─── Excerpt
Making a lasting difference to health care
From the bedsides of the Royal Adelaide Hospital to the rice fields of Myanmar, renal physician Dr Chen Peh is committed to relieving human suffering.
As project leader for the Myanmar Snakebite Project, Chen is working to improve the lives of poor farmers in Myanmar who are suffering and dying from kidney failure brought on by the snake bite of the Russell’s viper. He has assembled a team of specialists to help, advise and provide solutions to their Myanmar colleagues.
The project, supported by Australian Government (DFAT) funding and administered through the University, has enabled Myanmar health professionals to come to the University and the Royal Adelaide Hospital (RAH) for short-term skills training.
Chen also makes personal contributions towards the Myanmar support fund to help with the purchase of solar-powered fridges to refrigerate anti venom in rural areas. Back in Adelaide, his team are developing a comprehensive approach for its distribution and working on a longer term solution to build supplies of freeze-dried anti venom that will help prolong its shelf life.
──────
*Problems and tasks*.
1) Name every measure that the passage on the Myanmar Snakebite Project describes as being taken by Chen or his team.
2) In the passage on the Myanmar Snakebite Project, the bite of which snake brings on the kidney failure?
3) Continue the passage on the Myanmar Snakebite Project from its last sentence.
─── Material shown
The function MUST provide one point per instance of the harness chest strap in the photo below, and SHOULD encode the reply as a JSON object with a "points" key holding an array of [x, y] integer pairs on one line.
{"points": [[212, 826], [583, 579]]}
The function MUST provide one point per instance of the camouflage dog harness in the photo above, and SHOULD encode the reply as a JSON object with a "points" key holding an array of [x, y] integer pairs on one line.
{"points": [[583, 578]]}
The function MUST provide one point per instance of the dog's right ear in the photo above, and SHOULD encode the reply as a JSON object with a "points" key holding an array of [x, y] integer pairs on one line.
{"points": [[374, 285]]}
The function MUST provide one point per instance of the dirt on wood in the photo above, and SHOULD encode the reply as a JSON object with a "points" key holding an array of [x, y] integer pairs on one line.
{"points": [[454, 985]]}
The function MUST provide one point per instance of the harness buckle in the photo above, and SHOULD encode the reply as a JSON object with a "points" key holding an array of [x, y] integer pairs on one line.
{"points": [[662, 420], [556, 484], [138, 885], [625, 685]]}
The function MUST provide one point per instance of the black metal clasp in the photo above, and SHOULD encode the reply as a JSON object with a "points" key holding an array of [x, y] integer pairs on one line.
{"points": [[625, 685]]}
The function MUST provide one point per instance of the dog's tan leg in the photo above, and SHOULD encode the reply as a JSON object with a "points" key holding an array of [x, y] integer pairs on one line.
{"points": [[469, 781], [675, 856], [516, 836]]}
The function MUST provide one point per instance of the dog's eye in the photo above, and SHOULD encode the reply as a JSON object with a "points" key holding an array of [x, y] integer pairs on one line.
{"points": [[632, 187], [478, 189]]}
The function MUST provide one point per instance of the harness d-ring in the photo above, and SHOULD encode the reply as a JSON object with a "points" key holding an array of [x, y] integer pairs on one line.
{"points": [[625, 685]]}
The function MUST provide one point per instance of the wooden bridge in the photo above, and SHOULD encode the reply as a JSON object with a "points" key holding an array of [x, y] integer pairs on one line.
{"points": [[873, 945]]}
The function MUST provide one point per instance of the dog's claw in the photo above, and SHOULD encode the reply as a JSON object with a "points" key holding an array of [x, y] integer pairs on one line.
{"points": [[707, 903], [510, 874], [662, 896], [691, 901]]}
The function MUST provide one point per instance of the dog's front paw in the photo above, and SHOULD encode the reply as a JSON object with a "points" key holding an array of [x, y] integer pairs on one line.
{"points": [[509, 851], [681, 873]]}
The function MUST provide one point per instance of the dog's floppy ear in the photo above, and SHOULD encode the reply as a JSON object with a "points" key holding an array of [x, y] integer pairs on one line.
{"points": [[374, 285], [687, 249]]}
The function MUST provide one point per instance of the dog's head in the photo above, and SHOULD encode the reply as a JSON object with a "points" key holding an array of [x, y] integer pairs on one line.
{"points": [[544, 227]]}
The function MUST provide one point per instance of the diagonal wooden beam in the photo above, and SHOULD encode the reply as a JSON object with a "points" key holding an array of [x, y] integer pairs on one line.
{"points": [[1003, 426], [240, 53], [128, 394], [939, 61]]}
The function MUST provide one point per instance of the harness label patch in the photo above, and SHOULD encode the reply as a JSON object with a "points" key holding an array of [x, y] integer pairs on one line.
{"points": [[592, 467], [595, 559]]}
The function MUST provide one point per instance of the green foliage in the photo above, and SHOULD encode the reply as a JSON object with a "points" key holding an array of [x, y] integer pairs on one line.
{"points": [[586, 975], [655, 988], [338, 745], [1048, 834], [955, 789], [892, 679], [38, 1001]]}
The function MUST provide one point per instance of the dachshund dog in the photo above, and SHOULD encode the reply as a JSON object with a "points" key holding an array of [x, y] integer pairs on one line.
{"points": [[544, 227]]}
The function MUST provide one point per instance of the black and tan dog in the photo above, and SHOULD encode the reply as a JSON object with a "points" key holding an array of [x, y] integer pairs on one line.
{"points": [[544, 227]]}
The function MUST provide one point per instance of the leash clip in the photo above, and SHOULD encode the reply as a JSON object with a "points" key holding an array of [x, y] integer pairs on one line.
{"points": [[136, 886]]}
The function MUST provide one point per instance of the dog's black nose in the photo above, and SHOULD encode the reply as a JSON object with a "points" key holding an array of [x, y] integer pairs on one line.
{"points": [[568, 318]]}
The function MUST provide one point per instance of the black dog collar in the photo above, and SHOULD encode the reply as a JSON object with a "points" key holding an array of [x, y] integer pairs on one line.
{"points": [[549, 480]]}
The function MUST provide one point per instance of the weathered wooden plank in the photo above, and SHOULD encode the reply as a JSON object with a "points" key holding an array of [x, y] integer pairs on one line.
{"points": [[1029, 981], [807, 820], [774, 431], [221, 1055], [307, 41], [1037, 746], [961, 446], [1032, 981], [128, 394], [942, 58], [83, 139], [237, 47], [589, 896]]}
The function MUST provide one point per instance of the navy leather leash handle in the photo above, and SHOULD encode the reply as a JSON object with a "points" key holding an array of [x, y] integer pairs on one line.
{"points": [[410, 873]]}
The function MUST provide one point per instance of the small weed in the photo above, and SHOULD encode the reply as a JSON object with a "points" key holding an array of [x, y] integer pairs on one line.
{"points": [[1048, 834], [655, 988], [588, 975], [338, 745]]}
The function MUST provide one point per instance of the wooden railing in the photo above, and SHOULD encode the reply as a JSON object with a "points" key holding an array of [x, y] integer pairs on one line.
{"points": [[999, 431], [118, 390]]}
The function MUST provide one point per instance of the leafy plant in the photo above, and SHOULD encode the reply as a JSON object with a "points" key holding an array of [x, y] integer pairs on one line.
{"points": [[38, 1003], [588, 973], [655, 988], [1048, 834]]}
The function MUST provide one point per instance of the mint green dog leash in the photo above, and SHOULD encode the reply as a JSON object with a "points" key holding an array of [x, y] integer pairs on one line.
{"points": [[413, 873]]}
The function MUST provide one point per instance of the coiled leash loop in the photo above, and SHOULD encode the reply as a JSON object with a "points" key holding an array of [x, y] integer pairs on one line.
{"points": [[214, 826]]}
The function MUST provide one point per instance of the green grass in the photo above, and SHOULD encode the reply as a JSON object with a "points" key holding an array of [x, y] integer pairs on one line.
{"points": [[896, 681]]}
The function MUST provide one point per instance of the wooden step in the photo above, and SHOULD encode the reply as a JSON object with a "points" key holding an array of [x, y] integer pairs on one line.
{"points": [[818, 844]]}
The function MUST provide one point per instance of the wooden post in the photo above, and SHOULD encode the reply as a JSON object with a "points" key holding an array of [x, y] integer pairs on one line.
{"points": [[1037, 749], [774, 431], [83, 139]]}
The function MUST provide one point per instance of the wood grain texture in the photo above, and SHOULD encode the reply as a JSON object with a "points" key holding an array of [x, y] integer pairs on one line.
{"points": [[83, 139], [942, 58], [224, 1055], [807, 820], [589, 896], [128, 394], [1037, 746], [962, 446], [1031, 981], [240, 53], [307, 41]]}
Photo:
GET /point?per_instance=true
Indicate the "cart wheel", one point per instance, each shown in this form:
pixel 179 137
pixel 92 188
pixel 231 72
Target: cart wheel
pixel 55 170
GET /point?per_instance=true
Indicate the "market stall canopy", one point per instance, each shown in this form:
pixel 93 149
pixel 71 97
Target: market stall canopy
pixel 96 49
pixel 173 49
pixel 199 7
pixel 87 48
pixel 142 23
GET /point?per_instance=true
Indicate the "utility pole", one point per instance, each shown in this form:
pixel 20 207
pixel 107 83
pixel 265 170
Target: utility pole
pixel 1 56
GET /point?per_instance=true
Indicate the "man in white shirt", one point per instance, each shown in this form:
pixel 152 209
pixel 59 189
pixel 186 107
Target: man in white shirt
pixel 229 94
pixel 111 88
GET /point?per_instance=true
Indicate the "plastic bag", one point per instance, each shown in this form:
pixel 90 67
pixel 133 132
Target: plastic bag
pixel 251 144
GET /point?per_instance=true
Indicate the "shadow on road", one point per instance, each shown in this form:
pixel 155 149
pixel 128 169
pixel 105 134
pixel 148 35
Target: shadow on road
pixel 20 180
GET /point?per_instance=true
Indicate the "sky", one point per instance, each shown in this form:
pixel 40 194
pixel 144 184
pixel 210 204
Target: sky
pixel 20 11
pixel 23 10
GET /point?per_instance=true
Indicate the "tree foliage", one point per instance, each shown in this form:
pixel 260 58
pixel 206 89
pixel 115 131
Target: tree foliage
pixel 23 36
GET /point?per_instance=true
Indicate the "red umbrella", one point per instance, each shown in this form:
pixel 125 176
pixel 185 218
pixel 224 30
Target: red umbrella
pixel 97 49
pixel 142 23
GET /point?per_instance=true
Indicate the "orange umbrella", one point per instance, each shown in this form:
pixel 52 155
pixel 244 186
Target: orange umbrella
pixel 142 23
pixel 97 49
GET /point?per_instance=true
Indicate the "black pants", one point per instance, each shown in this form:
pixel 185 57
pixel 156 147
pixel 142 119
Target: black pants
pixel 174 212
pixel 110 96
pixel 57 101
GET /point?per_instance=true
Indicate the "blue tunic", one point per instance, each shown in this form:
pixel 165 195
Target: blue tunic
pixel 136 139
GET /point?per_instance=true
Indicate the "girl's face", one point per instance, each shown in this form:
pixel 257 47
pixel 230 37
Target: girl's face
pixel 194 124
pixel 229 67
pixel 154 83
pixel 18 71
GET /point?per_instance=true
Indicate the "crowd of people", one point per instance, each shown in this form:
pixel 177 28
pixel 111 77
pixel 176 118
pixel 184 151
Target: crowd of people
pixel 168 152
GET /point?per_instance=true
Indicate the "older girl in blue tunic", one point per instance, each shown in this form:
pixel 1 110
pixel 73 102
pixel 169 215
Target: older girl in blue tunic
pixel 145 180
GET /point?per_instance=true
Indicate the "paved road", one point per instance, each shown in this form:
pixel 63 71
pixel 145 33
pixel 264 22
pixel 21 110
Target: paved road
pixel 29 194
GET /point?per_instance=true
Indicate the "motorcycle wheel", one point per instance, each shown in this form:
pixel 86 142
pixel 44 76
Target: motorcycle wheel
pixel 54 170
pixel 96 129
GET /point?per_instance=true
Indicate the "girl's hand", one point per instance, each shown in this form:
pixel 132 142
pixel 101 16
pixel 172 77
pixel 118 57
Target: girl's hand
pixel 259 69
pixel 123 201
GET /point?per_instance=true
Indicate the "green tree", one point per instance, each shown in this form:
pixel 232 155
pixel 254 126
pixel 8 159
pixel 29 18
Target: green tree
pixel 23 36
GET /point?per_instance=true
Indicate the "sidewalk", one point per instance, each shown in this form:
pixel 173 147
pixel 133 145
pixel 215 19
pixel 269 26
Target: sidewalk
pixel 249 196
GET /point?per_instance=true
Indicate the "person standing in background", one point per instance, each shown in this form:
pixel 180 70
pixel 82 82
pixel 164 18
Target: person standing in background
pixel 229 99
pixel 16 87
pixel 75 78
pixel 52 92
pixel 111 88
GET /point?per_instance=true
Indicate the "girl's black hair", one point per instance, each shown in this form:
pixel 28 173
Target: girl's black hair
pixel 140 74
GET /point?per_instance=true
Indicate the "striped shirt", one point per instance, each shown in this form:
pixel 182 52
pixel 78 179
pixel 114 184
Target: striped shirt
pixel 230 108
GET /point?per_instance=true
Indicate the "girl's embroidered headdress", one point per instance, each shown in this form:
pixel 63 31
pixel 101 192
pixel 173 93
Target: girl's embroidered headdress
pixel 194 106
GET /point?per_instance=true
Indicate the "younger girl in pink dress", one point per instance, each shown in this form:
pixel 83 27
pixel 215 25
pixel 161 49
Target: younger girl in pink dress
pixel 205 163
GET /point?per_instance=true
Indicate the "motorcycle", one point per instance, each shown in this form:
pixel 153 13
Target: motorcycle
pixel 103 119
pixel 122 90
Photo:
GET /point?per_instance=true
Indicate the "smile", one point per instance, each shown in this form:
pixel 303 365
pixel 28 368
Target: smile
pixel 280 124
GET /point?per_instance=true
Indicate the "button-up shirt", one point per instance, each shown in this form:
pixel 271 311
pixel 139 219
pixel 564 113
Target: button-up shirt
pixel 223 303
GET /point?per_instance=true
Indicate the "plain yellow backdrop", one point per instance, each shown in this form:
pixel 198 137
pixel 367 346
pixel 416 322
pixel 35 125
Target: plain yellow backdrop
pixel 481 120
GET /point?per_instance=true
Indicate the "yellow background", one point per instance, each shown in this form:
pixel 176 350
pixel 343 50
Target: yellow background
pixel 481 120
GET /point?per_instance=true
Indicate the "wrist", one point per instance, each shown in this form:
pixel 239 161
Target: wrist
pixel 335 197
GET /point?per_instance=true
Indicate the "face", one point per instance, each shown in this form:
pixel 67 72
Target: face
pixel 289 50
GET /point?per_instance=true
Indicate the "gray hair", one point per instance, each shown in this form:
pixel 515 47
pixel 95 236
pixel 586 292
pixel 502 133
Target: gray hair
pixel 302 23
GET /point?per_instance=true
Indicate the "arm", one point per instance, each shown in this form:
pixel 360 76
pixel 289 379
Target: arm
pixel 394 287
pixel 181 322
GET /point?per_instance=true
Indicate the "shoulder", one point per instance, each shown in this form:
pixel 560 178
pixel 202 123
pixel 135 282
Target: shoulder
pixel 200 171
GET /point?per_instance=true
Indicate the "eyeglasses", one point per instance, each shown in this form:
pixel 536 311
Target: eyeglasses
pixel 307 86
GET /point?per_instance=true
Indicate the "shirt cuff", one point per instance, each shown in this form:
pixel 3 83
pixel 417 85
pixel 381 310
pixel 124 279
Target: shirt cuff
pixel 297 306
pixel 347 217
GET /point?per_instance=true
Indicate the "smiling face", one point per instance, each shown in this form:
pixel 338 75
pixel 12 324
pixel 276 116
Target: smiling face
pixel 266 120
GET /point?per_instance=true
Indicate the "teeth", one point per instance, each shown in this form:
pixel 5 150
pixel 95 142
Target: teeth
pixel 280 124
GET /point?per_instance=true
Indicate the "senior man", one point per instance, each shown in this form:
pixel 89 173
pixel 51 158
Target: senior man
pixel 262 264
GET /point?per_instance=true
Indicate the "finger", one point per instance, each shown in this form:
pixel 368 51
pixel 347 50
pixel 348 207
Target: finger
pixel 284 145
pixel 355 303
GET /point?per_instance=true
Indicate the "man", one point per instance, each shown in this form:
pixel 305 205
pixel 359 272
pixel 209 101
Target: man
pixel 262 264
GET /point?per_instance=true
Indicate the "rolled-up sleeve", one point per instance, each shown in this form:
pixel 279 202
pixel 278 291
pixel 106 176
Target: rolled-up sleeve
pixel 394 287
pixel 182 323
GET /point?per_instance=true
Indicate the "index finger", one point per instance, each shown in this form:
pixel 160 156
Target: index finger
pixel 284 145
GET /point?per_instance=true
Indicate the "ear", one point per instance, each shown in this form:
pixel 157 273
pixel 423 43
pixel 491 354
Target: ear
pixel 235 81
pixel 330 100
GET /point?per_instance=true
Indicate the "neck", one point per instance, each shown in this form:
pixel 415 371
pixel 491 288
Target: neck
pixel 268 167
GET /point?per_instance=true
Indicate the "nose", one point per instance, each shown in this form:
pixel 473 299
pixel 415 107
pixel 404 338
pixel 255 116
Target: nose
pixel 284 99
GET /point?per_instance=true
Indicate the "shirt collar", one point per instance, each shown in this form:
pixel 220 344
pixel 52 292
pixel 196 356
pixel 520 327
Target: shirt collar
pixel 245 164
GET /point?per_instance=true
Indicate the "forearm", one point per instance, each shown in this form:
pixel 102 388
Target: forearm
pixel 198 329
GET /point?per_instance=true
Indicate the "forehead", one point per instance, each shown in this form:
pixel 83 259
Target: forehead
──────
*Answers provided*.
1)
- Assembling a team of specialists to help, advise and provide solutions to their Myanmar colleagues
- Bringing Myanmar health professionals to the University and the Royal Adelaide Hospital for short-term skills training
- Making personal contributions to the Myanmar support fund for the purchase of solar-powered fridges to refrigerate anti venom in rural areas
- Developing a comprehensive approach to the distribution of anti venom
- Working on a longer-term solution to build supplies of freeze-dried anti venom with a longer shelf life

2) The Russell's viper.

3)
“The theme that underpins everything I do is to try to make a lasting difference and to relieve human suffering, be it here or overseas,” says Chen.
“The thought that what we are doing now might improve someone’s life – someone who I’ve never met, is very inspiring.
“If we can leave little footprints for our Myanmar colleagues to follow, our project might lead to sustainable changes that will be long lasting after our departure – that thought itself is very awe inspiring and motivates me no end to try.”
Coming to Australia with his family from Penang in the late 1970s as a high school student, Chen went on to study medicine at the University of Adelaide. He attained his fellowship through the Royal Australasian College of Physicians, completed a PhD in immunology at Flinders University and a Howard Florey postdoctoral fellowship at Oxford.
Chen’s connection to the University of Adelaide has always remained strong and aside from his daily work as a physician and manager of the Renal Research Laboratory at the RAH, Chen is also a Clinical Associate Professor at the University, teaching fifth and sixth year medicine students and supervising PhD students.
Chen’s support also extends to the new Health and Medical Sciences Building which he has generously donated towards, helping the University in its quest to transform health treatment, training and discovery.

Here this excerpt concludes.